___ ESTRATTO FORNITO

Il contributo è tratto da Storia della civiltà europea a cura di Umberto Eco, edizione in 75 ebook
Nel quadro mosso e sperimentale della poesia quattrocentesca assume un particolare rilievo la poesia giocosa e burlesca, in dialogo vivace con la letteratura popolare e con quella colta. Nel panorama italiano spicca la figura del Burchiello, con i suoi sonetti “alla burchia”, costruiti sulla tecnica dell’accumulo e della ricerca straniante del nonsense. In ambito europeo emerge la personalità del francese François Villon, che mette in poesia i temi della strada e la vita delle vittime di una società segnata dall’ingiustizia.
Temi e forme della poesia giocosa
Domenico di Giovanni, detto Burchiello
Nominativi fritti e mappamondi
Sonetti, X
Nominativi fritti e mappamondi
e l’arca di Noè fra duo colonne
cantavan tutti “Chirieleisonne”,
per la ’nfluenza de’ taglier mal tondi.

______
___ DATI REGISTRATI

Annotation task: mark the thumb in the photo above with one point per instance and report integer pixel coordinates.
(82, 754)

______

* _COSA FARE_: Ripeti per intero e senza alcuna modifica l'estratto sulla poesia giocosa del Quattrocento riportato sopra.

* _RISPOSTA AL COMPITO_:
Il contributo è tratto da Storia della civiltà europea a cura di Umberto Eco, edizione in 75 ebook
Nel quadro mosso e sperimentale della poesia quattrocentesca assume un particolare rilievo la poesia giocosa e burlesca, in dialogo vivace con la letteratura popolare e con quella colta. Nel panorama italiano spicca la figura del Burchiello, con i suoi sonetti “alla burchia”, costruiti sulla tecnica dell’accumulo e della ricerca straniante del nonsense. In ambito europeo emerge la personalità del francese François Villon, che mette in poesia i temi della strada e la vita delle vittime di una società segnata dall’ingiustizia.
Temi e forme della poesia giocosa
Domenico di Giovanni, detto Burchiello
Nominativi fritti e mappamondi
Sonetti, X
Nominativi fritti e mappamondi
e l’arca di Noè fra duo colonne
cantavan tutti “Chirieleisonne”,
per la ’nfluenza de’ taglier mal tondi.